Exercise prompt. Extract every line of the records that contains the word "bumper", matching its case exactly.

Data shown.
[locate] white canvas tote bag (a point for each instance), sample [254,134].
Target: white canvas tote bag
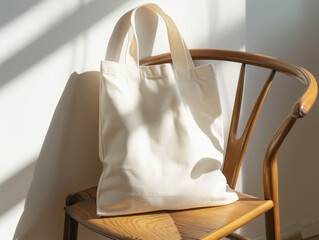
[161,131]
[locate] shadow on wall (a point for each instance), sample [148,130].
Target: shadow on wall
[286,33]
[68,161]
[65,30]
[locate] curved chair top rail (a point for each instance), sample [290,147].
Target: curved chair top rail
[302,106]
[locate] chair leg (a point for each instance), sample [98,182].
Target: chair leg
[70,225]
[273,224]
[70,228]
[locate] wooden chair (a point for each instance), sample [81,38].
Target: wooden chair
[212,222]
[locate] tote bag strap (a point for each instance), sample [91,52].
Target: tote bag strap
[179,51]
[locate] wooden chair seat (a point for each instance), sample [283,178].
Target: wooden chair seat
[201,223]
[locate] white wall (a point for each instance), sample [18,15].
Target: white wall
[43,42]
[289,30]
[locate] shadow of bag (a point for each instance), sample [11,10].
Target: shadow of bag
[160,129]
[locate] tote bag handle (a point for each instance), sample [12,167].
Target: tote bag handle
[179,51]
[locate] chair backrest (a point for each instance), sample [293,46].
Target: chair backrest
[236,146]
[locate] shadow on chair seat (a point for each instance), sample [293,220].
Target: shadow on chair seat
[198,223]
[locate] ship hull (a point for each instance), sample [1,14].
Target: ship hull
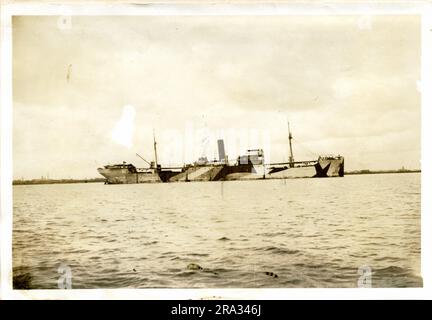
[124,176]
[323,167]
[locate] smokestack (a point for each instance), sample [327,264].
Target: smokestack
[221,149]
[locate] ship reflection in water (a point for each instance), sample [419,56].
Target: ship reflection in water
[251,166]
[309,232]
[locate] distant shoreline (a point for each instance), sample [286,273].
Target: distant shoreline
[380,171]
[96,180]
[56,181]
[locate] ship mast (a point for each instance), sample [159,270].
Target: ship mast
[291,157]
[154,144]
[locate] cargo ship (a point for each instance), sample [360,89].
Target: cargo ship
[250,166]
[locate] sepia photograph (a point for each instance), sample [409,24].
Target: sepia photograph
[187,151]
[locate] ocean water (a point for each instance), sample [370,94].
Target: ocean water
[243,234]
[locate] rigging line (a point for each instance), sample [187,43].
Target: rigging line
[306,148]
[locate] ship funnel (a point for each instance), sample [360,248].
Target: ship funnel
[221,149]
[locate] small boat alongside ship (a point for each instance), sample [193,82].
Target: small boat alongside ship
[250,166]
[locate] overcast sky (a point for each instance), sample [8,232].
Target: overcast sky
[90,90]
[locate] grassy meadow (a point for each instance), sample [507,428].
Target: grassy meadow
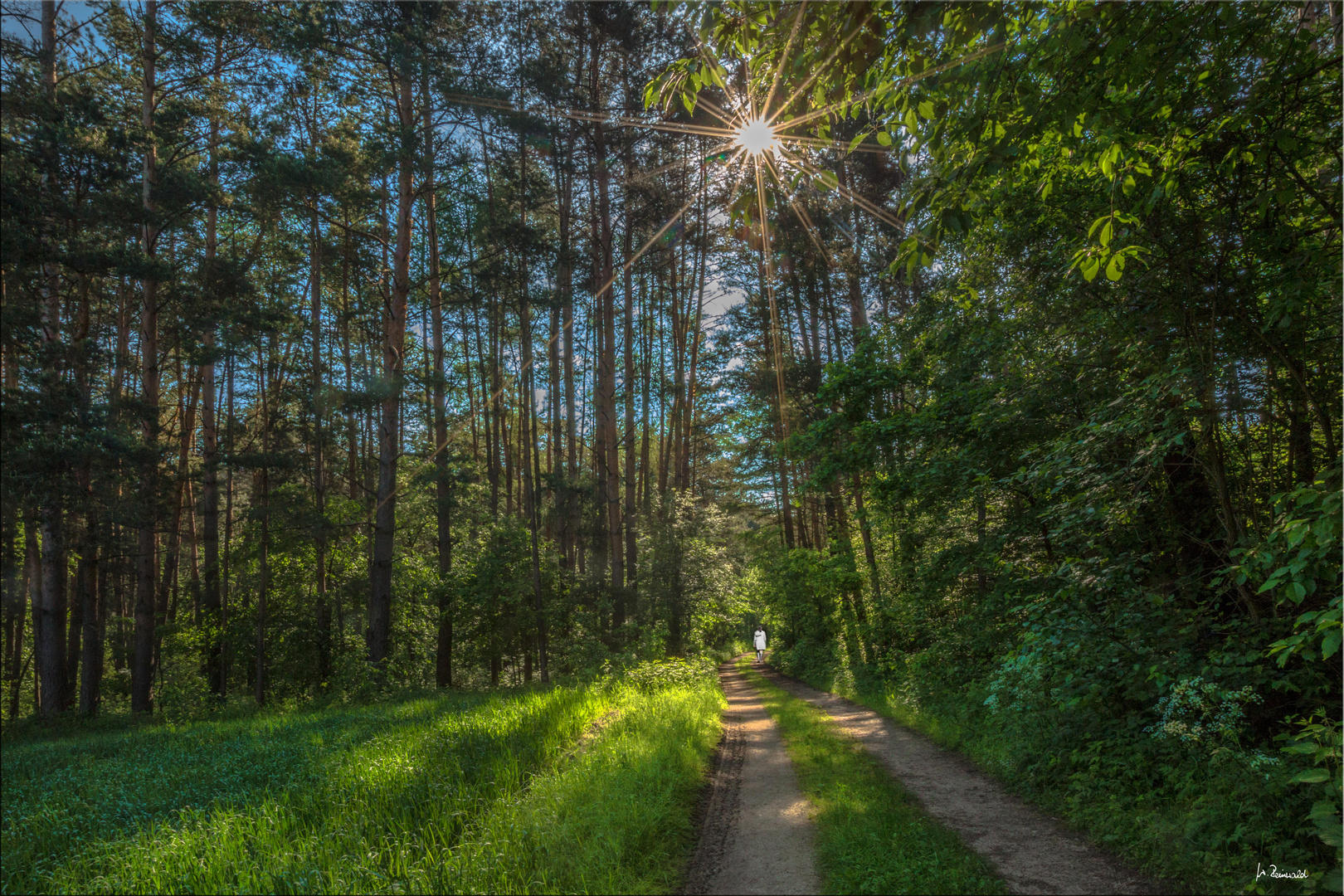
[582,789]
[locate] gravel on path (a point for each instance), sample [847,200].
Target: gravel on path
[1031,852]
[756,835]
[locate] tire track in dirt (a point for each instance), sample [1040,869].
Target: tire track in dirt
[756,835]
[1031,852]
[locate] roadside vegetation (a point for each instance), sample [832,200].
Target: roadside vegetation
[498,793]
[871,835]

--

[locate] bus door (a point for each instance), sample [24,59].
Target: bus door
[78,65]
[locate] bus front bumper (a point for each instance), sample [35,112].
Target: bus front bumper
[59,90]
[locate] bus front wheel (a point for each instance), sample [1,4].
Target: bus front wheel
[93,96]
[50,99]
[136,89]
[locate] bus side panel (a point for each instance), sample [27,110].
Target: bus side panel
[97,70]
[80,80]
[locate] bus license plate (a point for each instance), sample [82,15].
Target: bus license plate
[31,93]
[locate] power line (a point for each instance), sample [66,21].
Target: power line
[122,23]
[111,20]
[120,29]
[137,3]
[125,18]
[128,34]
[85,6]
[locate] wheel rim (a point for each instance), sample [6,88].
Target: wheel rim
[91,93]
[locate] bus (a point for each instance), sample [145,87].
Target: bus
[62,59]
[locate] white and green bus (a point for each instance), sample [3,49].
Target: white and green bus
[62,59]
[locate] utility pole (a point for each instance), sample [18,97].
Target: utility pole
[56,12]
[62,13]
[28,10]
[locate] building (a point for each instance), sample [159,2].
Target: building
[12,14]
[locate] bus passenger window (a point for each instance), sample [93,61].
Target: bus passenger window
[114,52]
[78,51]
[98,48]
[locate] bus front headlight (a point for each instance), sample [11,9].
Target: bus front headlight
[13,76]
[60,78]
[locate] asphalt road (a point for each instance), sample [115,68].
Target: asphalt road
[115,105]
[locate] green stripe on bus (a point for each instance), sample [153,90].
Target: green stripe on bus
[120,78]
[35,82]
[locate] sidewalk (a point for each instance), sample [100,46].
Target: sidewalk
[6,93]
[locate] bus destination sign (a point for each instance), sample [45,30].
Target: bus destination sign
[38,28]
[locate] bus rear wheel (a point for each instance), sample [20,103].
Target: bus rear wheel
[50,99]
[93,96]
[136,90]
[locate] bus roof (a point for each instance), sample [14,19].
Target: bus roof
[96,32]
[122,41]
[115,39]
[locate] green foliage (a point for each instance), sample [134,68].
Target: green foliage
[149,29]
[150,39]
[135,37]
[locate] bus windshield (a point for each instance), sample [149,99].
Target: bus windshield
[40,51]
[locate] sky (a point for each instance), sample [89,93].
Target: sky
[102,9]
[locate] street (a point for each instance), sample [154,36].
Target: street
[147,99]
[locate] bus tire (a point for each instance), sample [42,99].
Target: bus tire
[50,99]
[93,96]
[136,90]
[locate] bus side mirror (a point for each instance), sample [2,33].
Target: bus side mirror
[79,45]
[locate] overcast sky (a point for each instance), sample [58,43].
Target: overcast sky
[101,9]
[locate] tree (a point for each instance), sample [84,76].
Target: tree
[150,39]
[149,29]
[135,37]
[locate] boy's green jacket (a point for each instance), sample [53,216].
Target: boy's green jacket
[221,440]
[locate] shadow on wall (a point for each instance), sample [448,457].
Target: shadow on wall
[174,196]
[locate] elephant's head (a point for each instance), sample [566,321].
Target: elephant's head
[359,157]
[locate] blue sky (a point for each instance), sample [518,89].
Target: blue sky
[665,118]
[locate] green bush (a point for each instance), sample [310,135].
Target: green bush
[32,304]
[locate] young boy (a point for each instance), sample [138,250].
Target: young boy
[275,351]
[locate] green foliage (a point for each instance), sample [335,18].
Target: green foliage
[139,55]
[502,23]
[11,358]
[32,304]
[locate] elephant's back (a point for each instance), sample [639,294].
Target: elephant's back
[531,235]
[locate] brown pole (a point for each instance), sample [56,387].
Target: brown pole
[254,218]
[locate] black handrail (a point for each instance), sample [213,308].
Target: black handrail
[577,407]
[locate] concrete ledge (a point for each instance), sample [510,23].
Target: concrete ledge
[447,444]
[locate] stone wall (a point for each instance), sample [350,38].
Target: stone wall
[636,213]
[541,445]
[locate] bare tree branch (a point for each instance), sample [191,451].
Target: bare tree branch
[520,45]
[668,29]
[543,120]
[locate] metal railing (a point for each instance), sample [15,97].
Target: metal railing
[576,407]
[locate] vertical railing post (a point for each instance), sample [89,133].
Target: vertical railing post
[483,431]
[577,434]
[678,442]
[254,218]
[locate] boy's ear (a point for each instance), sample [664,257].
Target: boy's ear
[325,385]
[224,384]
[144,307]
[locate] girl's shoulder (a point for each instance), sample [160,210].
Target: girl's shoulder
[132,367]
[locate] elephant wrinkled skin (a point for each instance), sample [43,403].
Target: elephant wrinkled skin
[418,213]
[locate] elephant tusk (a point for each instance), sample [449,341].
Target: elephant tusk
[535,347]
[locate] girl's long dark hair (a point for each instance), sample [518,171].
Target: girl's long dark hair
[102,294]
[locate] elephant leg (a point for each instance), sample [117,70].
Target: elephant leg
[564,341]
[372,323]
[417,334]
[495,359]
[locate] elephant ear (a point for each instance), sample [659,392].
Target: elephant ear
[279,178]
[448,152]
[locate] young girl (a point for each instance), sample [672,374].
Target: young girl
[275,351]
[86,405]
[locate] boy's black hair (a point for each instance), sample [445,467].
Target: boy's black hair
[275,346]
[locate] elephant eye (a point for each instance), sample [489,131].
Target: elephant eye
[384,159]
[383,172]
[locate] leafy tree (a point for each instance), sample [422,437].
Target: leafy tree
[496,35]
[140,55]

--

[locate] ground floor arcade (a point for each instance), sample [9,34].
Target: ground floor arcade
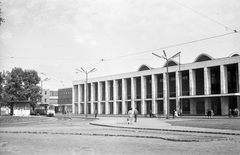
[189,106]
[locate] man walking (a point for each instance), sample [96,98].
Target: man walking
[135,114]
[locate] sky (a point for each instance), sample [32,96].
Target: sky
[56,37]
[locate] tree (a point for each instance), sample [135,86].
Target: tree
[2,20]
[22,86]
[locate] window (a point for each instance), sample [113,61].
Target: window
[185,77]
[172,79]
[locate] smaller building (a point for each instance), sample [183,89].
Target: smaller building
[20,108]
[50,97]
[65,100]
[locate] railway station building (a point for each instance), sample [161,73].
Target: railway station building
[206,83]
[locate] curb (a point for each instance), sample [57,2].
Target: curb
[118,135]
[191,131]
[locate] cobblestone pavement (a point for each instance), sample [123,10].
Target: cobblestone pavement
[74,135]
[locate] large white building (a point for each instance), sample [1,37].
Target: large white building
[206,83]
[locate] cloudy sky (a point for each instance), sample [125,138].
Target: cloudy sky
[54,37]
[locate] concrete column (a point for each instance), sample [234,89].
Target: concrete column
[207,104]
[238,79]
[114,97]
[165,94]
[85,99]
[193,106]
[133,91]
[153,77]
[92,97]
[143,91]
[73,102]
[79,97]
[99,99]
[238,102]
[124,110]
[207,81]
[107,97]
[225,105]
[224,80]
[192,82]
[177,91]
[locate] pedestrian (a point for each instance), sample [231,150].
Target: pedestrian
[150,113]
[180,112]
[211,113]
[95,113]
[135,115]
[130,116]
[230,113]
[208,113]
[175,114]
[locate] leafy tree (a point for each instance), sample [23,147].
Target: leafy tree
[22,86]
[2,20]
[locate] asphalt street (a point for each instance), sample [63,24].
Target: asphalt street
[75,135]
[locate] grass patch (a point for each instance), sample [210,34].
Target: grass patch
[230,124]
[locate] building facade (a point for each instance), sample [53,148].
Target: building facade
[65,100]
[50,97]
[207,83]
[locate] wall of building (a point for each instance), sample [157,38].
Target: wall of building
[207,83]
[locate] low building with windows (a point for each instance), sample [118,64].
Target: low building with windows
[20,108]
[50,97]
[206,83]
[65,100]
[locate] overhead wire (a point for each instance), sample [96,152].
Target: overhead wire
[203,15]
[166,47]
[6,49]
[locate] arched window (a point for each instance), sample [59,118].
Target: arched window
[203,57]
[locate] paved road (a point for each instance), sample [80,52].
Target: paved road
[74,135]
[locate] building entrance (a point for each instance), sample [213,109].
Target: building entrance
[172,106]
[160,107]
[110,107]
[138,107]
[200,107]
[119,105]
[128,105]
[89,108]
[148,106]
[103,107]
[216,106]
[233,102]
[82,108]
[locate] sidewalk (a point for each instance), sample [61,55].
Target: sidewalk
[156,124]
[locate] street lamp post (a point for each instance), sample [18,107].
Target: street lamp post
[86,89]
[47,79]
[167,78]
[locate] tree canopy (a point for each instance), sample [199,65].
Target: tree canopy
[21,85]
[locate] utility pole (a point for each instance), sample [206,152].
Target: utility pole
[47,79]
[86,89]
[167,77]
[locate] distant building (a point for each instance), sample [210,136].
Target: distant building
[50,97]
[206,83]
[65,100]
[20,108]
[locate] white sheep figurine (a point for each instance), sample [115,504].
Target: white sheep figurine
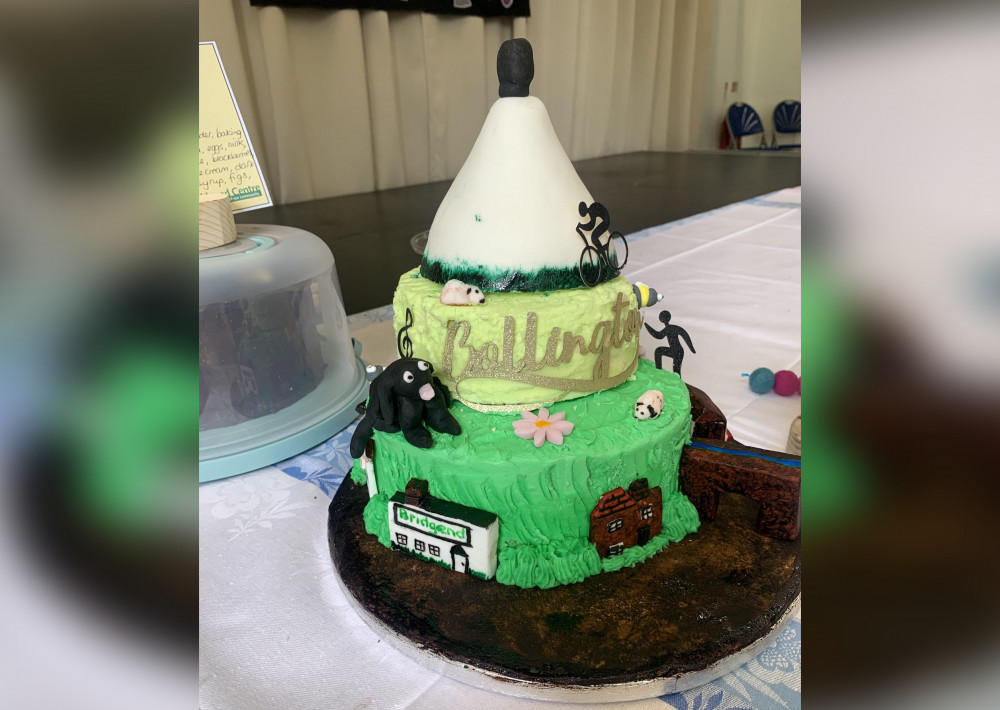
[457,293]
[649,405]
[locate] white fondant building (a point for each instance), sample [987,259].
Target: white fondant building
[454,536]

Problem solution.
[locate] bus front bumper (a point for each instance), sample [35,112].
Target: bus front bumper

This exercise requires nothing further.